== Directions ==
Starting with the line that holds "Could you indicate the dry", copy out each remaining line of the listing below, up to and including the last one, and include nothing else.

== Recorded information ==
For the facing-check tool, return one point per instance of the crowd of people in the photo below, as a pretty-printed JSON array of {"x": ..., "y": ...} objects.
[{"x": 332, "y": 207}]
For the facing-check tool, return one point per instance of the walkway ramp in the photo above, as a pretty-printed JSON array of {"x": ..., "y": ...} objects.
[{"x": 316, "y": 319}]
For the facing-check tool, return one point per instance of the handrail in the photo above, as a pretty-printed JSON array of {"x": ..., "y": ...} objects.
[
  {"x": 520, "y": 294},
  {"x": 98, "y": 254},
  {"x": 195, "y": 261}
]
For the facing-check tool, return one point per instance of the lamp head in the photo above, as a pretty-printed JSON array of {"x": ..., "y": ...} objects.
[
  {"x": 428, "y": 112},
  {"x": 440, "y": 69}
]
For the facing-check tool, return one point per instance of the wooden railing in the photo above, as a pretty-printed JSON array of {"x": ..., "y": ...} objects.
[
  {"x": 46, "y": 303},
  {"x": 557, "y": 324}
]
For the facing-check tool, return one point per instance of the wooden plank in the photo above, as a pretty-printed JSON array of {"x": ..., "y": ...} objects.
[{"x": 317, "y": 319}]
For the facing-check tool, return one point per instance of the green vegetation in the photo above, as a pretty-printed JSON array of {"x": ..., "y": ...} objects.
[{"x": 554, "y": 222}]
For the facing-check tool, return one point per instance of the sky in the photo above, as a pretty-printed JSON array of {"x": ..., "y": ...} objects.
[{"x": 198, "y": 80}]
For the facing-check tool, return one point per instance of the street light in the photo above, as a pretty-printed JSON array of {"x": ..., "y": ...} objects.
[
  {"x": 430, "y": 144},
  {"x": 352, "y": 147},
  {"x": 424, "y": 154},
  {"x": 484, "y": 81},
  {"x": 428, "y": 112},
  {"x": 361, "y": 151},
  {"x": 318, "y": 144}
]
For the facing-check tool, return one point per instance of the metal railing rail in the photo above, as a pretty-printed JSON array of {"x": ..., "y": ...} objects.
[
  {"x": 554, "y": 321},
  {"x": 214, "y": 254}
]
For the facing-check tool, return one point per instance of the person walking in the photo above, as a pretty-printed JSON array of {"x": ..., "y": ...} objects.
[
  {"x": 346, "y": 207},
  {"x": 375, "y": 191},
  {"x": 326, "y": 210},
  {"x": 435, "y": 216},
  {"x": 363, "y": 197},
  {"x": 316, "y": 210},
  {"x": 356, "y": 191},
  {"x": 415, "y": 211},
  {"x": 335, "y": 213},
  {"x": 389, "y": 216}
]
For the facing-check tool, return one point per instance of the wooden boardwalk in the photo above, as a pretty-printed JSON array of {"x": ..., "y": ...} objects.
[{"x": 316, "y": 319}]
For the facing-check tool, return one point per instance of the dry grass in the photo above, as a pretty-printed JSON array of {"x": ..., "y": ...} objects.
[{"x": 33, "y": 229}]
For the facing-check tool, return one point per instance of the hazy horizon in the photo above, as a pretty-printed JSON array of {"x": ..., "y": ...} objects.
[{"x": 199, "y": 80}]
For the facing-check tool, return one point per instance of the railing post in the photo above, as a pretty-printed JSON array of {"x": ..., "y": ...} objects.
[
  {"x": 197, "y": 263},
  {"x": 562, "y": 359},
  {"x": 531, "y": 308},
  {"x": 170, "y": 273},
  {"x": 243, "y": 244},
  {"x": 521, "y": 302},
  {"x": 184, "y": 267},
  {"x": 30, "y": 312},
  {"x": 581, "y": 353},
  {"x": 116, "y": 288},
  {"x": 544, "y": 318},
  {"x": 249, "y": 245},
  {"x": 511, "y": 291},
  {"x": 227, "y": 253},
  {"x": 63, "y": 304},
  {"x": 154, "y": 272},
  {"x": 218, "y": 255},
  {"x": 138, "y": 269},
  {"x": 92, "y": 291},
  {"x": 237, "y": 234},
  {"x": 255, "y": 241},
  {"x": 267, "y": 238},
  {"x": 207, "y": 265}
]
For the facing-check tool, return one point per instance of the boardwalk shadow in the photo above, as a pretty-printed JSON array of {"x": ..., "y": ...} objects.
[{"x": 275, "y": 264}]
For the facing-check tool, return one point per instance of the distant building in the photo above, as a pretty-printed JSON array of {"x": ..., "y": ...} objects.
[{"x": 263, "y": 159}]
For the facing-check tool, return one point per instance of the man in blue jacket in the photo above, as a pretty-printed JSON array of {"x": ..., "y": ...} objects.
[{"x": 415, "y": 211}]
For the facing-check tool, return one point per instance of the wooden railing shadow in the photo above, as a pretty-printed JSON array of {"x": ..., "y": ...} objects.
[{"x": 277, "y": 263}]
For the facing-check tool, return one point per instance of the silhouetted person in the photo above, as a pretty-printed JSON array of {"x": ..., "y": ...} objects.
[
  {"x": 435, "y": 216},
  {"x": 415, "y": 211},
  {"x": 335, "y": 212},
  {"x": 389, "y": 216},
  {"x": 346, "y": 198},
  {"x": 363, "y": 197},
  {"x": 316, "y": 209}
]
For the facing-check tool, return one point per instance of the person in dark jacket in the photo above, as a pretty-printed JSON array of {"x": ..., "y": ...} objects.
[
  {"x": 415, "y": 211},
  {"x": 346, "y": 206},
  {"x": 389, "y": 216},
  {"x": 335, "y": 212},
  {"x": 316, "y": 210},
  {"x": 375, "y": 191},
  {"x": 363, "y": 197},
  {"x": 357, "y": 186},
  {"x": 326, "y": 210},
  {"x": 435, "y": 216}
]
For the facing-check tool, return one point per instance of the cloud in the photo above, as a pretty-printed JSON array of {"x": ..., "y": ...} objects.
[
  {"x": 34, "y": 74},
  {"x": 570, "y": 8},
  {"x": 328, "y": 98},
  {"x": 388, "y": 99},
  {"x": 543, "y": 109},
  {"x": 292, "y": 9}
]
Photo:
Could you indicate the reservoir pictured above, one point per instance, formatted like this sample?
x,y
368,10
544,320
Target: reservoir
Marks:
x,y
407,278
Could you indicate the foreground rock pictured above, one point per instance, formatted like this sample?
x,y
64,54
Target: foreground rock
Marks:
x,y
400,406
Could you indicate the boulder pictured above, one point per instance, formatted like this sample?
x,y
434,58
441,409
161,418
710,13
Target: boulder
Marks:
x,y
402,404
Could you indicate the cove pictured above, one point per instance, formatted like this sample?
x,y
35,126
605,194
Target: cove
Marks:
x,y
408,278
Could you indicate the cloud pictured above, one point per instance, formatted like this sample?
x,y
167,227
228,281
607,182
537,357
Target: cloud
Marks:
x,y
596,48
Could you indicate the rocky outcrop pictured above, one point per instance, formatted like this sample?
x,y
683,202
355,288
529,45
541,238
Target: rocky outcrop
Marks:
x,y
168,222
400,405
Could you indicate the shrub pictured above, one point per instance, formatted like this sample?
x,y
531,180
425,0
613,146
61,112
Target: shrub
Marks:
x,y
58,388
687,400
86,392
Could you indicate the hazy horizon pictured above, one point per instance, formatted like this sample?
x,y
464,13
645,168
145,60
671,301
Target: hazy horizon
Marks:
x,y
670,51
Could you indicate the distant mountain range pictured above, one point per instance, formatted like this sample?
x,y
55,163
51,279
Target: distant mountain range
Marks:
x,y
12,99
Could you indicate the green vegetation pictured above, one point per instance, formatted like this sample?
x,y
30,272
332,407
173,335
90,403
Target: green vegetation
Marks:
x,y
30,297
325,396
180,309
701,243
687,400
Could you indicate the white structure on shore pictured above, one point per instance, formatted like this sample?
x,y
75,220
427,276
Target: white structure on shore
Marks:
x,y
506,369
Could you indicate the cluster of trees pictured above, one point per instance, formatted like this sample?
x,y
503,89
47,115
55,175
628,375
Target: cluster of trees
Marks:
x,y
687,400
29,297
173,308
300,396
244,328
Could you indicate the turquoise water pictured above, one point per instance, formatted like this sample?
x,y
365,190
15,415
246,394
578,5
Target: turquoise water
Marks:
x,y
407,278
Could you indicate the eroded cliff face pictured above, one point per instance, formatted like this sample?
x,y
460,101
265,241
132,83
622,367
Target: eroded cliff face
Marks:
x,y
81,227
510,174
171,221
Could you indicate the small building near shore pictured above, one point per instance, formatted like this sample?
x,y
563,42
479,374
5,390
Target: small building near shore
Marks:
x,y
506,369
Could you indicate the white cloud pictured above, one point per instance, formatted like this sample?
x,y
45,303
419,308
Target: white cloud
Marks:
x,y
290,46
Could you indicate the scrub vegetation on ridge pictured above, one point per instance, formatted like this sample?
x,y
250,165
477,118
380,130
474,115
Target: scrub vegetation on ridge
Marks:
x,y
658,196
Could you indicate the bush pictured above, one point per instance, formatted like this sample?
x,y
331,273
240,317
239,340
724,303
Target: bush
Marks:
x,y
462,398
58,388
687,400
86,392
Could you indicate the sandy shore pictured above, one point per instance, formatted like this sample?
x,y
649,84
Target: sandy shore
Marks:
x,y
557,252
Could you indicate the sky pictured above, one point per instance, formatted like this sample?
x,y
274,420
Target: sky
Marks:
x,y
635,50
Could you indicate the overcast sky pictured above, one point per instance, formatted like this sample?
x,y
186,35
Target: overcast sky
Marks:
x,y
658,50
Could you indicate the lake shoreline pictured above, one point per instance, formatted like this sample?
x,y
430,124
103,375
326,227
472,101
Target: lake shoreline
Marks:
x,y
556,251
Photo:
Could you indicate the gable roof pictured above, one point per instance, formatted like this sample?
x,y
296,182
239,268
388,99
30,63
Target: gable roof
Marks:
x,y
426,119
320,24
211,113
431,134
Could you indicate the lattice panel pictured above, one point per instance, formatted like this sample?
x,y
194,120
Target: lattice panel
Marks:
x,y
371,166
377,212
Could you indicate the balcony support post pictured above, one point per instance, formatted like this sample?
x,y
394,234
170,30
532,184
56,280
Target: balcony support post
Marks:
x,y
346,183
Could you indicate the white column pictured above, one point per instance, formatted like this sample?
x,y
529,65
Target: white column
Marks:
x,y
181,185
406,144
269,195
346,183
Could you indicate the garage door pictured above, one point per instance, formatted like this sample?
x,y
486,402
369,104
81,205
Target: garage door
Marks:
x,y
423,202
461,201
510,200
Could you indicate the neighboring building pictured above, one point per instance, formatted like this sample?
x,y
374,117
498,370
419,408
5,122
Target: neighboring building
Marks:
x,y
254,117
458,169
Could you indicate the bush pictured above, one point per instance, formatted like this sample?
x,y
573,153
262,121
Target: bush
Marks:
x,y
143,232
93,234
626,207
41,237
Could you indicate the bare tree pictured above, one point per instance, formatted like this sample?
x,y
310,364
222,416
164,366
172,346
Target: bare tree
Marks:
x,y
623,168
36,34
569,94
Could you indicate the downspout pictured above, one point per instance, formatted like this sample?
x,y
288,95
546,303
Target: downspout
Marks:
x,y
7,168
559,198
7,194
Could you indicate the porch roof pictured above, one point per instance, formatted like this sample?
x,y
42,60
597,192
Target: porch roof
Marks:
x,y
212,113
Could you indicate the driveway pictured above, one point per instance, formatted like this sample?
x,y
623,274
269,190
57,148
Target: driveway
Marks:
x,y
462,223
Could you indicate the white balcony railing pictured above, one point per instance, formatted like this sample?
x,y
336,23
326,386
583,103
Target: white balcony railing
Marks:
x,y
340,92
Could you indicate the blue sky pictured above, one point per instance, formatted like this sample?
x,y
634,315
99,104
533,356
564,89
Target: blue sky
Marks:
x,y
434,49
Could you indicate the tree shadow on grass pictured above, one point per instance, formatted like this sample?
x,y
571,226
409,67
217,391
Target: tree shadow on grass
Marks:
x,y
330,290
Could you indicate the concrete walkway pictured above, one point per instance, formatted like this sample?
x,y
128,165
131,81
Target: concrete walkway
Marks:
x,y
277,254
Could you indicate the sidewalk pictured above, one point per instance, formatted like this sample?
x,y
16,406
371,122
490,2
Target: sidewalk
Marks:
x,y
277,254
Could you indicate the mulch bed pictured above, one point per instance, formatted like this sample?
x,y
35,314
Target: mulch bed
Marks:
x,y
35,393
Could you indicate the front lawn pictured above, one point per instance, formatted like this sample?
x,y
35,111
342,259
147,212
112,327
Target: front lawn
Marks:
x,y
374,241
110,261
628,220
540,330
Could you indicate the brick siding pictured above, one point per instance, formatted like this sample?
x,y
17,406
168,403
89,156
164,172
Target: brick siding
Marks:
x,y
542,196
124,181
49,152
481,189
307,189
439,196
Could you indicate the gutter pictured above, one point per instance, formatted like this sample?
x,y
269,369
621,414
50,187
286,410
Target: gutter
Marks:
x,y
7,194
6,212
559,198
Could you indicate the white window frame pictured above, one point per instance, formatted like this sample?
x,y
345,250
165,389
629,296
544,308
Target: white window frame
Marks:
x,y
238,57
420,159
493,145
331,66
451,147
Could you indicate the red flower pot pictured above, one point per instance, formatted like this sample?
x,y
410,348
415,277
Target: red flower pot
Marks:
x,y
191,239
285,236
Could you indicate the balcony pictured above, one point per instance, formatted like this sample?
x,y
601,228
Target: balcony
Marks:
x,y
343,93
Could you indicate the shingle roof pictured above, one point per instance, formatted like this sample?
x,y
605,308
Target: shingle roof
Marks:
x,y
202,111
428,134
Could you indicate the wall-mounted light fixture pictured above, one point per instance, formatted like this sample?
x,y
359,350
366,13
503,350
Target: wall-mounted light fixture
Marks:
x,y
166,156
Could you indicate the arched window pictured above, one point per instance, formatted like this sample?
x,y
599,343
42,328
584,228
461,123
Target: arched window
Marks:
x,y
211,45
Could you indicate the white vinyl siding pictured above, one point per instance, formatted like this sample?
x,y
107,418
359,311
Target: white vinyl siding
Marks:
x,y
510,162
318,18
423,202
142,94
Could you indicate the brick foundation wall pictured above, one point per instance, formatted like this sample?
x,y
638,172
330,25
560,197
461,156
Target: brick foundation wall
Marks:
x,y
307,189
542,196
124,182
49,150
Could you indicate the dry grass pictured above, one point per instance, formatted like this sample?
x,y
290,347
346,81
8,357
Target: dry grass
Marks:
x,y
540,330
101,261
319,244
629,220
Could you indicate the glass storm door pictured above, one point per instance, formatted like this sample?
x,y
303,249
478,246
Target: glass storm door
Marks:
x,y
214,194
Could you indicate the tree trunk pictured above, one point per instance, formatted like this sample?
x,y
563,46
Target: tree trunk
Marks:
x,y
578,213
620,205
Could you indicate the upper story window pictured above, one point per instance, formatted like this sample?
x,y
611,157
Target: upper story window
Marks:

== Output for this exercise ==
Could you indicate the dry grass pictured above, one point per instance, formatted like this sample?
x,y
290,347
346,81
8,357
Target: dry grass
Marks:
x,y
540,330
101,261
319,244
629,220
Could you indicate the glass storm door pictured above, one point per instance, formatted like this sample?
x,y
303,249
478,246
Target: glass storm door
Marks:
x,y
214,194
Could you indicate the tree trunk pictured above, one point per instance, formatted like this sample?
x,y
563,46
Target: tree trunk
Marks:
x,y
578,213
620,205
Could you indicate the upper story window pictured above, one point per instance, formatted like this sample?
x,y
611,157
Target: upper story window
Marks:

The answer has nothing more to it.